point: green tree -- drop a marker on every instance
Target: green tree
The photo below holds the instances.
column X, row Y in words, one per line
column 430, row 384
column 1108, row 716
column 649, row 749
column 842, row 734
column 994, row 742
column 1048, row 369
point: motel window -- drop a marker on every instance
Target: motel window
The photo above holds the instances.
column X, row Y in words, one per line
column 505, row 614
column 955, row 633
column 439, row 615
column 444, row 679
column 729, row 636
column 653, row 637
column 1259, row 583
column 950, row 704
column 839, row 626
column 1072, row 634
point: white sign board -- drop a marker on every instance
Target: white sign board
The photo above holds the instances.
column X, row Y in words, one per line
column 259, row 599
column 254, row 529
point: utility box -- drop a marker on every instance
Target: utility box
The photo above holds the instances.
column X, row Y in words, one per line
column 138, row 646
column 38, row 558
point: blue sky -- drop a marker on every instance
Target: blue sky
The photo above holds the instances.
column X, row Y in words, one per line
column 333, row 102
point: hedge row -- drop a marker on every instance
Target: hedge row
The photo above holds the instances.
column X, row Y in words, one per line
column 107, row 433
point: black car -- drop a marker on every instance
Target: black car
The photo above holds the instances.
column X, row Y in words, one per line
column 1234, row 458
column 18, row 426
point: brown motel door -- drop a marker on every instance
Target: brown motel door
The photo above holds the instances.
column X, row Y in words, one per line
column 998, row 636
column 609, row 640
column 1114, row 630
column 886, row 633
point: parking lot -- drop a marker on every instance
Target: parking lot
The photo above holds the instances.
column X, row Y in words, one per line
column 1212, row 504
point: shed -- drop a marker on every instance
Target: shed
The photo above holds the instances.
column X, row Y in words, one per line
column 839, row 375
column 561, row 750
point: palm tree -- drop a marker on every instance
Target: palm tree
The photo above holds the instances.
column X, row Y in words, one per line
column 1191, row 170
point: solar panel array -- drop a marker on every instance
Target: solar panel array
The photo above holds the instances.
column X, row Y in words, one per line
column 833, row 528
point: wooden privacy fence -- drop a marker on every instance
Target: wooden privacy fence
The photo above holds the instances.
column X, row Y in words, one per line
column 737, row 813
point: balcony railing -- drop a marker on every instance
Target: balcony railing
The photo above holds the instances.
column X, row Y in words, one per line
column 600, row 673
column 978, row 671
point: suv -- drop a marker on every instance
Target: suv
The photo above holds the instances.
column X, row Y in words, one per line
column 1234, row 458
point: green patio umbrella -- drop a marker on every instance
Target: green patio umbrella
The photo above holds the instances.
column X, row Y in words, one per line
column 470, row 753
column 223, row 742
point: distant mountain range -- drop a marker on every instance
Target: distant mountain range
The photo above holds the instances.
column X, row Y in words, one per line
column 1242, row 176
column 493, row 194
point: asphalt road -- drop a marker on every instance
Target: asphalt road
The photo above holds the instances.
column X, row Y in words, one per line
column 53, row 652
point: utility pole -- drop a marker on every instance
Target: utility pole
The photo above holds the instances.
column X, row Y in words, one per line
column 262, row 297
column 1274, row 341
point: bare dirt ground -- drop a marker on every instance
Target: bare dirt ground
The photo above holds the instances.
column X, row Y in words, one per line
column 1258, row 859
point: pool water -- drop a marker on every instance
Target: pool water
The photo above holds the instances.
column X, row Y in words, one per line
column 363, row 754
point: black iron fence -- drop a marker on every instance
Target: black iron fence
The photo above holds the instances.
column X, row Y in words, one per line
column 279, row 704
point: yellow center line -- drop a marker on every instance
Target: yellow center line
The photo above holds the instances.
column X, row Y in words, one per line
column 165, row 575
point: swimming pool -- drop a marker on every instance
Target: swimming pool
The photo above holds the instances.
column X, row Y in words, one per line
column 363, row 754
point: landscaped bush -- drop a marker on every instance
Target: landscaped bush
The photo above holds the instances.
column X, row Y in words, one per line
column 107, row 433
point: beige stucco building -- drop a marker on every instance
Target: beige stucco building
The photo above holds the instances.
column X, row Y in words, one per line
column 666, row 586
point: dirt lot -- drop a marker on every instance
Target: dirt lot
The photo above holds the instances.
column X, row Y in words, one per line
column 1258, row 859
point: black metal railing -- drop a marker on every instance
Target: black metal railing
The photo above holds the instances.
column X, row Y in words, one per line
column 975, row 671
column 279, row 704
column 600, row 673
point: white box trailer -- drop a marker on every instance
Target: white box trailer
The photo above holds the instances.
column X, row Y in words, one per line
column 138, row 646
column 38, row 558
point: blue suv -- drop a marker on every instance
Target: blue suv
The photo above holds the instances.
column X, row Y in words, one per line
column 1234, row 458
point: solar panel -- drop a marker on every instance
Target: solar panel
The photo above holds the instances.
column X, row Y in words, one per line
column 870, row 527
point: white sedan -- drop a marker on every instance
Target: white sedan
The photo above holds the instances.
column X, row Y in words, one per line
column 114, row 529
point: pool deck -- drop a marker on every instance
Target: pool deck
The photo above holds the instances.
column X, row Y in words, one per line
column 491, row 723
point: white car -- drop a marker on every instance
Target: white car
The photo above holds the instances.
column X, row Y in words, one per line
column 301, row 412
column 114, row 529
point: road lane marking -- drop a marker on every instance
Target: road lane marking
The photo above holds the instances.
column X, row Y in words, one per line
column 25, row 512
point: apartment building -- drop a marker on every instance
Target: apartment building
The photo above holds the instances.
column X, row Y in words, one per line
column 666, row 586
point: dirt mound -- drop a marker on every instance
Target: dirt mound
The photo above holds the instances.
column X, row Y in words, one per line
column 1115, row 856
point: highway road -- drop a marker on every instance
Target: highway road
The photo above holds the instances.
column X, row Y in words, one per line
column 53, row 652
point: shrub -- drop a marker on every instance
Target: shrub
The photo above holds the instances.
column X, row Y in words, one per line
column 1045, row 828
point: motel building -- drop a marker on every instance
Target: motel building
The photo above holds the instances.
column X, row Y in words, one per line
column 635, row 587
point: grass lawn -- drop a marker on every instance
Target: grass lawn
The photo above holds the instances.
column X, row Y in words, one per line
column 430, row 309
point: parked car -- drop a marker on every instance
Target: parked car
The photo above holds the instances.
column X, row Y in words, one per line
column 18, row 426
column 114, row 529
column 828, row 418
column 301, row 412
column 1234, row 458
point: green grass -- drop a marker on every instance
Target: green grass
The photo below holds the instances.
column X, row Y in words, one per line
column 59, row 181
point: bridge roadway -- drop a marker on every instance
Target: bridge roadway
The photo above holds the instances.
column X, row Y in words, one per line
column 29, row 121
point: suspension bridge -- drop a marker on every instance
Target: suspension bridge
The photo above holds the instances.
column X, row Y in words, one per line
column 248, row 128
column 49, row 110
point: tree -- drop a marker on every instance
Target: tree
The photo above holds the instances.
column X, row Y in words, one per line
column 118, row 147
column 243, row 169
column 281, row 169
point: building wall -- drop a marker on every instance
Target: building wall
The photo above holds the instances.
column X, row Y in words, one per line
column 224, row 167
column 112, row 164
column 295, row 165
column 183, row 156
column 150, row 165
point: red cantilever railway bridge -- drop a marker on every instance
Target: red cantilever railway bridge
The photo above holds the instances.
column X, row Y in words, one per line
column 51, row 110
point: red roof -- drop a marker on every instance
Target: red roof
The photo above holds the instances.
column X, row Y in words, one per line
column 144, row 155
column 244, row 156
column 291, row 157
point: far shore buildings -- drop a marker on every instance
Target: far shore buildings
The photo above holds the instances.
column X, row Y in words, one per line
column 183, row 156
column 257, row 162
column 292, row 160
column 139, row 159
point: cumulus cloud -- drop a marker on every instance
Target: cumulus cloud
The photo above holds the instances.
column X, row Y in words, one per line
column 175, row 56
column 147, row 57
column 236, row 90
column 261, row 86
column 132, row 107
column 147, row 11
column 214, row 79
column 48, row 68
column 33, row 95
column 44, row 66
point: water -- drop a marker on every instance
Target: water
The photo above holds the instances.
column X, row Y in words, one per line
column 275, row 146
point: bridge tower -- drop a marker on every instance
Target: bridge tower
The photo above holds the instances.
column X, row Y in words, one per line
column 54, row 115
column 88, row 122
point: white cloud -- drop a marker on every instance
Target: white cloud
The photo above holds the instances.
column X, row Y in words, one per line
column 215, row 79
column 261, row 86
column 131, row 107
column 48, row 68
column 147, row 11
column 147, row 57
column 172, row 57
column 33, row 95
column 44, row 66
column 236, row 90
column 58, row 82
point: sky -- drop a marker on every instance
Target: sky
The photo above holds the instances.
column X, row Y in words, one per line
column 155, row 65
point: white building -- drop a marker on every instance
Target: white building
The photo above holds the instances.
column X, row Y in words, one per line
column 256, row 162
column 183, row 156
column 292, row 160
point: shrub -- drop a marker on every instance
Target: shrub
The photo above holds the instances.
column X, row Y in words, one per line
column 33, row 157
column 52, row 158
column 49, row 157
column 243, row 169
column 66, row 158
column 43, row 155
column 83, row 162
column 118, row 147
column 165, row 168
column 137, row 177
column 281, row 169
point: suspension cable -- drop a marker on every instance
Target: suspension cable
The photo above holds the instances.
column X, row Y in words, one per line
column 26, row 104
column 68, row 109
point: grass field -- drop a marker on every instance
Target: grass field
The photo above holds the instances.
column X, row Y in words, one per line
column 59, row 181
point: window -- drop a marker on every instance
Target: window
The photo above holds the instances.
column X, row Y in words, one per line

## Task brief:
Please return every line in the data that includes the string "brown".

## Exercise answer:
point: brown motel door -- drop a marker on every instance
Target: brown motel door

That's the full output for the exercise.